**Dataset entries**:
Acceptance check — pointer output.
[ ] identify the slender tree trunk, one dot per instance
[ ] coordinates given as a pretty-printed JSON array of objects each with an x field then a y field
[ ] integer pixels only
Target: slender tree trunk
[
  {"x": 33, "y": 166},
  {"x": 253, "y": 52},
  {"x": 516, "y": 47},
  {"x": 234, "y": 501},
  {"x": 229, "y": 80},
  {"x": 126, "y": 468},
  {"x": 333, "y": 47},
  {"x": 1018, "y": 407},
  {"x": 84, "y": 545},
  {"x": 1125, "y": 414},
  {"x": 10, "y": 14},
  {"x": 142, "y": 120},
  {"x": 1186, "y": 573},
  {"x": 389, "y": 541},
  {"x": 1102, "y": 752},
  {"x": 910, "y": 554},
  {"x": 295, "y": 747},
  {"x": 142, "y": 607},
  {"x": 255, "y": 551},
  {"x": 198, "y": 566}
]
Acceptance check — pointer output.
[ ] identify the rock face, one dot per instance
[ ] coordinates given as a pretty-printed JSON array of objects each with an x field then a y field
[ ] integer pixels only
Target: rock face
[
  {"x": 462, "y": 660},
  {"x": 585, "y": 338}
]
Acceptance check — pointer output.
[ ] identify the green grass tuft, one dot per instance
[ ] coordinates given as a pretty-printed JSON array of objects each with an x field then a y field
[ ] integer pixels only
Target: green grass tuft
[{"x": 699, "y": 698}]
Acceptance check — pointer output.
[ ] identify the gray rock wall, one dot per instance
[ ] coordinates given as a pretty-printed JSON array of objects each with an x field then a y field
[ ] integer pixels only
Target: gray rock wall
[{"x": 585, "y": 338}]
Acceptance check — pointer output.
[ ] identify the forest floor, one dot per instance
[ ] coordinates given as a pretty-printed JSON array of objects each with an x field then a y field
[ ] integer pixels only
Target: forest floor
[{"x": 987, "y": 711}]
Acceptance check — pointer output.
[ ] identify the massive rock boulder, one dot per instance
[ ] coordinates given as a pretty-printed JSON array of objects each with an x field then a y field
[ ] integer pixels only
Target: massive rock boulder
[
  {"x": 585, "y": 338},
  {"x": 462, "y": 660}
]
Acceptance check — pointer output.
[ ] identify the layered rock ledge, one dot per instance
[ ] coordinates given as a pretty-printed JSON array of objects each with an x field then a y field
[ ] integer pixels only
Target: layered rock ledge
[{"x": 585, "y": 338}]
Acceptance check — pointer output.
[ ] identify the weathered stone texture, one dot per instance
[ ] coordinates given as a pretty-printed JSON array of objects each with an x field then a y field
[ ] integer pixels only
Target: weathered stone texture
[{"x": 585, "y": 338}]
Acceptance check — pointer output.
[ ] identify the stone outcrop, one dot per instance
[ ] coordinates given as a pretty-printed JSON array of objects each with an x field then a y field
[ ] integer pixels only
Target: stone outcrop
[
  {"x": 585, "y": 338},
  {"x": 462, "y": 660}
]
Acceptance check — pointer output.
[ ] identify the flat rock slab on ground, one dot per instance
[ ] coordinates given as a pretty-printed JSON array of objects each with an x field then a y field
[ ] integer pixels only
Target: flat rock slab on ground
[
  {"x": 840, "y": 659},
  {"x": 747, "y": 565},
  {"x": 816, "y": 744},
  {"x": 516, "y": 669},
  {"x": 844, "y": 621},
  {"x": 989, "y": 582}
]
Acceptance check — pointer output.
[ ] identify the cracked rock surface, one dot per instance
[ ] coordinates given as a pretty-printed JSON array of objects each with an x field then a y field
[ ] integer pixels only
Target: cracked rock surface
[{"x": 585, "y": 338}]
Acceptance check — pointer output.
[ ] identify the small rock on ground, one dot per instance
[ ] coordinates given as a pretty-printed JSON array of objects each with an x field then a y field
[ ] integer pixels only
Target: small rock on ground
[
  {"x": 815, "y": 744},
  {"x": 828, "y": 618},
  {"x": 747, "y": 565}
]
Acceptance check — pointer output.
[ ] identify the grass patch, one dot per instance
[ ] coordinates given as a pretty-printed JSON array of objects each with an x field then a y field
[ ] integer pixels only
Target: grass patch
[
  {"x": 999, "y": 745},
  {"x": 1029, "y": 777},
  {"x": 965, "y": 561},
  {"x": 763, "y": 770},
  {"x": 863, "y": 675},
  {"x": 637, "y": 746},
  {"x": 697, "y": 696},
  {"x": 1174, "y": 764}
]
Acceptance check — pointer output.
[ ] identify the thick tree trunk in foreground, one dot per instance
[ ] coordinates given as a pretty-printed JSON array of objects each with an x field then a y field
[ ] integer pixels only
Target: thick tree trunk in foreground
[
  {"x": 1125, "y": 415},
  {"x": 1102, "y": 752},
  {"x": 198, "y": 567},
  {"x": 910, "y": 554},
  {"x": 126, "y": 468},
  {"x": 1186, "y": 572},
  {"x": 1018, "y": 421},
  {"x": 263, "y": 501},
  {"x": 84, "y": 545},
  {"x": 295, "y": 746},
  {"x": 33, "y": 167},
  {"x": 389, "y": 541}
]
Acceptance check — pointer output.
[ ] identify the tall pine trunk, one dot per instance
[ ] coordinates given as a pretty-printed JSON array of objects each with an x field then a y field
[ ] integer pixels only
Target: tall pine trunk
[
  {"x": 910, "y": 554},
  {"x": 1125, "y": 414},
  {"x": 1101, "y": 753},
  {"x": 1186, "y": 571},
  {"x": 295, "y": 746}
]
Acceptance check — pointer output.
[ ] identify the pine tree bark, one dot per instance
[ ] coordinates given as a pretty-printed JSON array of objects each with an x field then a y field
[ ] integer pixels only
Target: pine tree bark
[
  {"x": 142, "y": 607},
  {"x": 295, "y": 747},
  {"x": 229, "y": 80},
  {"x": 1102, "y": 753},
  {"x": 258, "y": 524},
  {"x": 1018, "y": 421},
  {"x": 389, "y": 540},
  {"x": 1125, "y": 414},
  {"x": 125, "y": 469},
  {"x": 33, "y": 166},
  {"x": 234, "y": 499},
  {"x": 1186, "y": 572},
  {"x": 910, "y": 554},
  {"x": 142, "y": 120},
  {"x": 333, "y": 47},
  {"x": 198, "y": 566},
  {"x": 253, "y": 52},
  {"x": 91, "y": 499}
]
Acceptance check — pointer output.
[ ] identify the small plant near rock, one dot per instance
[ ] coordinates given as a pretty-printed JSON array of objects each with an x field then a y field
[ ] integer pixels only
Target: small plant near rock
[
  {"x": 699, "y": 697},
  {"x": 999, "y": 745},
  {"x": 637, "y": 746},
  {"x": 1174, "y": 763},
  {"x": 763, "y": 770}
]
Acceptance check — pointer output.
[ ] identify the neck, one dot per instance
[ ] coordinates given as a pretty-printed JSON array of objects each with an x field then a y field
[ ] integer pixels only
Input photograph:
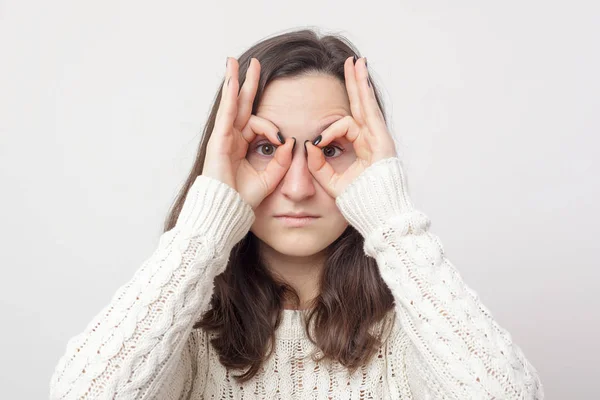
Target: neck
[{"x": 302, "y": 273}]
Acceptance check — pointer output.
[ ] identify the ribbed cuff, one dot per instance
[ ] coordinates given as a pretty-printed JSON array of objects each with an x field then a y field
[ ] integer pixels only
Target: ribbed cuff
[
  {"x": 217, "y": 211},
  {"x": 377, "y": 194}
]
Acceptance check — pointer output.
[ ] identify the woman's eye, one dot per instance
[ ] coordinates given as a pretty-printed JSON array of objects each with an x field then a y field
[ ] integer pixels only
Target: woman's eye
[
  {"x": 329, "y": 151},
  {"x": 269, "y": 146}
]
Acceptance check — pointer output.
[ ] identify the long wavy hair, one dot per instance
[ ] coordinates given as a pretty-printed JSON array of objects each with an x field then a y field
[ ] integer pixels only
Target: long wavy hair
[{"x": 353, "y": 297}]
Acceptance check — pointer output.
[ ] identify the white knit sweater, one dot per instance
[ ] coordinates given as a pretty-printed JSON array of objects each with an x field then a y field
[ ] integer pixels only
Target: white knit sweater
[{"x": 445, "y": 344}]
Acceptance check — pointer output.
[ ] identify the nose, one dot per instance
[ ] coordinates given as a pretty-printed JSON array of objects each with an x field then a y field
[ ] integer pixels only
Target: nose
[{"x": 298, "y": 183}]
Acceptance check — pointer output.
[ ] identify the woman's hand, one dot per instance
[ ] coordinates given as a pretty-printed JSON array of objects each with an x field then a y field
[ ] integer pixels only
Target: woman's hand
[
  {"x": 365, "y": 129},
  {"x": 236, "y": 127}
]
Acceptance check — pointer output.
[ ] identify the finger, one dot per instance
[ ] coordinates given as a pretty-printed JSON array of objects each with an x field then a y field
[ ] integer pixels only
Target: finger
[
  {"x": 370, "y": 108},
  {"x": 228, "y": 104},
  {"x": 320, "y": 168},
  {"x": 278, "y": 166},
  {"x": 247, "y": 94},
  {"x": 344, "y": 127},
  {"x": 352, "y": 89},
  {"x": 261, "y": 126}
]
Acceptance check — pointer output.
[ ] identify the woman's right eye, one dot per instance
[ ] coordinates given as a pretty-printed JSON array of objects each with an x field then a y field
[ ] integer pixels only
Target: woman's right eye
[{"x": 270, "y": 146}]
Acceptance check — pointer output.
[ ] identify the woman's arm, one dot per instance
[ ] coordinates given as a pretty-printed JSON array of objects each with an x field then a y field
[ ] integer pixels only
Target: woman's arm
[
  {"x": 139, "y": 346},
  {"x": 457, "y": 351}
]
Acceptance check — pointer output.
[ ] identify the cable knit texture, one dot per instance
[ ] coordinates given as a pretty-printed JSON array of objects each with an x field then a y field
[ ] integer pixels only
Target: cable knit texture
[{"x": 444, "y": 344}]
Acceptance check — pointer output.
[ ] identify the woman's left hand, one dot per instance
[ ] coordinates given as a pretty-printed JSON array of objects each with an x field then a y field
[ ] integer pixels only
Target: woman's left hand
[{"x": 365, "y": 129}]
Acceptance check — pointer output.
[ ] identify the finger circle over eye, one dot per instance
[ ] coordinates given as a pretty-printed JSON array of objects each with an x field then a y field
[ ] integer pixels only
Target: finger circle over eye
[{"x": 260, "y": 126}]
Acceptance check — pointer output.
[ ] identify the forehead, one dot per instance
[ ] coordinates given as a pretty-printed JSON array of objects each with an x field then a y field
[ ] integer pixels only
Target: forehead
[{"x": 303, "y": 103}]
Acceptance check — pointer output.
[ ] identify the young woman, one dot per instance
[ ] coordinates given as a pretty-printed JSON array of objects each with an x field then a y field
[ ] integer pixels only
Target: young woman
[{"x": 293, "y": 263}]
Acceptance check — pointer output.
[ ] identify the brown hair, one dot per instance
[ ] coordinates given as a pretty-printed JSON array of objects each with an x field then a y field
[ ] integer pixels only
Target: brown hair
[{"x": 353, "y": 297}]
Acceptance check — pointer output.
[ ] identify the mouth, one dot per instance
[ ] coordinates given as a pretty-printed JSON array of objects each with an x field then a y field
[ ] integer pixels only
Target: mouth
[{"x": 293, "y": 221}]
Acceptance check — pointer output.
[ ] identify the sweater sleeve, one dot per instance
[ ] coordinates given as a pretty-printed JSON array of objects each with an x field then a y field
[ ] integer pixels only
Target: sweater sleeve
[
  {"x": 457, "y": 350},
  {"x": 141, "y": 345}
]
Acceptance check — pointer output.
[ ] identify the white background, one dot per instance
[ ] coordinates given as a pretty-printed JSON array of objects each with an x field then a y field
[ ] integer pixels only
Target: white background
[{"x": 495, "y": 108}]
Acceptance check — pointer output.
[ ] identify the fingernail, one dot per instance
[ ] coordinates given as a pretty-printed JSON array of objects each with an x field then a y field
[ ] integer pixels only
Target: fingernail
[{"x": 281, "y": 140}]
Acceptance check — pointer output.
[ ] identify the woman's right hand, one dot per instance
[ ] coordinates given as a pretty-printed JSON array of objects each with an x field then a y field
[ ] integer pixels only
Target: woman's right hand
[{"x": 235, "y": 128}]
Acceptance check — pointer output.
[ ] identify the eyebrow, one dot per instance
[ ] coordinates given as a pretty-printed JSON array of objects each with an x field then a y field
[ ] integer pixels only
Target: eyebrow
[{"x": 319, "y": 130}]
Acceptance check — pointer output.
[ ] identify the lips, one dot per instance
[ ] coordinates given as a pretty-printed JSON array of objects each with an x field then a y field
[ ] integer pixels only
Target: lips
[{"x": 297, "y": 215}]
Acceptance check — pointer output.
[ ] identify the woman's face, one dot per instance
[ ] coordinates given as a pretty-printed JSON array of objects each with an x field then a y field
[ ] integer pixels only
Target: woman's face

**Assignment**:
Reproduce exactly the section above that begins at the line containing "Target: woman's right eye" and ends at the line containing "[ ] identify the forehead, one", leaving out all other lines.

**Expected output**:
Target: woman's right eye
[{"x": 270, "y": 146}]
Acceptance check — pointer output.
[ ] identify the woman's arm, one dot per instance
[ ] coordinates given as a pretty-printed JSON array of objects each with an x field then a y field
[ ] integer pixels only
Target: woman's arm
[
  {"x": 139, "y": 346},
  {"x": 457, "y": 351}
]
Acceptance check — pointer output.
[ ] identify the cable knit texture, one dot per instance
[ ] coordinates given as a pretty-printed JSON array of objects each with an x field then a y field
[ ] integer pixels only
Target: cable knit texture
[{"x": 444, "y": 344}]
Acceptance check — pointer output.
[ ] identify the woman's left hand, one dot per instance
[ ] coordinates given as a pretty-printed JSON array of objects each with an x field then a y field
[ ] integer pixels only
Target: woman's left hand
[{"x": 365, "y": 129}]
Acceptance check — pointer output.
[ ] identify the finger circle over eye, one dot per instance
[ ] coordinates given as a pretty-printed JSON array of objects each with an x field then a y field
[ ] integer pixels only
Target: finger circle over eye
[{"x": 260, "y": 126}]
Acceptance check — pointer output.
[ ] identify the forehead, one dot per instance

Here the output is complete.